**Task description**
Recast the lines of data below as a numbered list, omitting any blank lines.

[Lines of data]
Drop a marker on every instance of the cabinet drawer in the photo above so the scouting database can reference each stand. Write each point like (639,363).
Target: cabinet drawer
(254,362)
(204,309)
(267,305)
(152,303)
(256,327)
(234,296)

**Output of the exercise**
1. Drop a marker on every instance of the cabinet drawer in the photo above so the scouting database can reference each stand. Write each point like (639,363).
2. Target: cabinet drawer
3. (254,362)
4. (204,309)
5. (267,305)
6. (152,303)
7. (256,327)
8. (234,296)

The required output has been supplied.